### Source material
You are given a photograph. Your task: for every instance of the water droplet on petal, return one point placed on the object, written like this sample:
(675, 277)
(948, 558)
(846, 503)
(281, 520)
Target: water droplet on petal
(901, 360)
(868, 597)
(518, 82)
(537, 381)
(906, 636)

### Work to complete
Go through the material above line by line and copy it exactly.

### Completed exercise
You are given a photograph. Your task: for every instance of the water droplet on petal, return one point placed on the object, written like this sample:
(675, 277)
(948, 558)
(846, 503)
(281, 520)
Target: water droplet on petal
(901, 360)
(868, 597)
(518, 82)
(537, 381)
(906, 636)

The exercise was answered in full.